__Exercise prompt__
Give back every record that follows, exactly as written.

- - -

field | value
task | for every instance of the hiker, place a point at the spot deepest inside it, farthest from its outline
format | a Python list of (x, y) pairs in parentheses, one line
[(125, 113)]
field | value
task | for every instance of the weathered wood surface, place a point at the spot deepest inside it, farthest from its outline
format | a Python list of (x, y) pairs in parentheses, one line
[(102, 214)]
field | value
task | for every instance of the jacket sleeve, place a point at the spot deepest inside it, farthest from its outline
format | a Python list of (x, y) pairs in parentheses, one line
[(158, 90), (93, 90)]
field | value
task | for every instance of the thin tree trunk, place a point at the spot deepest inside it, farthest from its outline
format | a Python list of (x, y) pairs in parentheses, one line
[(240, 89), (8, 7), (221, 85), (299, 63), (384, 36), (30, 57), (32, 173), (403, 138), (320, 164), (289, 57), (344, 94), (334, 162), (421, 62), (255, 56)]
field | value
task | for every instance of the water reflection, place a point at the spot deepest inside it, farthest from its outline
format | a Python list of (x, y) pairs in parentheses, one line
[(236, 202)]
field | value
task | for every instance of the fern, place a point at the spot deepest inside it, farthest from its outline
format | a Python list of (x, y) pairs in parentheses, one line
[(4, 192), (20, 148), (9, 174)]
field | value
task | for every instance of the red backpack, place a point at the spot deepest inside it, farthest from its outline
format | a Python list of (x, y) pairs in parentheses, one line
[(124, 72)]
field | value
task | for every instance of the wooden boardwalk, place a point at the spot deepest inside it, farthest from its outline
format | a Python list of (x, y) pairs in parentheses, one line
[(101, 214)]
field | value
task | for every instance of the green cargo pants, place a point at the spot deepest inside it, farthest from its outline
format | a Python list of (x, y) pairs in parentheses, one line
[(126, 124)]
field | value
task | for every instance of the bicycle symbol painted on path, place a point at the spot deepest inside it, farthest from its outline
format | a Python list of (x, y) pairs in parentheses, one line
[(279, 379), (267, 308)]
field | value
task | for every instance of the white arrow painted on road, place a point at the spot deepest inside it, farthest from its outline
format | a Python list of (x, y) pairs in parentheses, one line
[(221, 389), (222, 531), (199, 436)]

- - -

__Task response__
field | value
task | for every instance of the hiker, place a point at the spot deepest inside it, farthest from its outline
format | a Python list of (x, y) pairs in parentheses, one line
[(125, 113)]
field | value
task | for every instance of the weathered wood surface, place a point at the spot deepest inside it, farthest from its outline
format | a Python list of (x, y) pairs in parentheses, one line
[(102, 214)]
field | value
task | for every instance of the jacket sleeve, place a point at the spot deepest inside it, farthest from its outline
format | a Python list of (x, y) pairs in parentheses, one line
[(158, 90), (93, 90)]
field | value
task | for every instance of the thin tree trunk, place a point at the spot deepest inside it, farthest from its outline
format | a Python list of (x, y) pairs in parentheses, one line
[(240, 89), (8, 7), (221, 85), (299, 63), (384, 36), (30, 57), (32, 173), (403, 138), (320, 164), (289, 57), (344, 94), (334, 162), (421, 62), (255, 56)]
field | value
task | for every instance of the water reflection, place a point at the spot deepest inside it, farthest from its outline
format | a Python list of (x, y) pairs in parentheses, one line
[(236, 202)]
field | value
task | for every instance of the fern, place a point at the spot deepest inside it, farthest from its outline
format | a Python list of (x, y) pairs in parentheses, one line
[(4, 192), (20, 148), (9, 174)]
field | value
task | for every instance of the red backpack, place a point at the spot deepest inside it, farthest from its outline
format | a Python list of (x, y) pairs in parentheses, one line
[(124, 72)]
field | value
task | for every instance of the wooden boardwalk, place a point at the spot deepest inside it, farthest from its outline
format | a Python list of (x, y) pairs in parentheses, one line
[(101, 214)]
field | value
task | for every instance of the green cargo pants, place a point at the spot deepest inside it, farthest from its outline
format | a Python list of (x, y) pairs in parentheses, one line
[(126, 124)]
field | value
task | for every instance of the bicycle symbol painted on path, place a point at the spot deepest inside it, farthest from its outline
format | a Python list of (x, y) pairs in parentheses, one line
[(279, 379), (267, 308)]
field | value
task | for every instance of the white arrow painted on road, place a point at the spot deepest inside it, farthest from its outline
format | a Python list of (x, y) pairs in parentheses, one line
[(221, 389), (222, 531), (199, 436)]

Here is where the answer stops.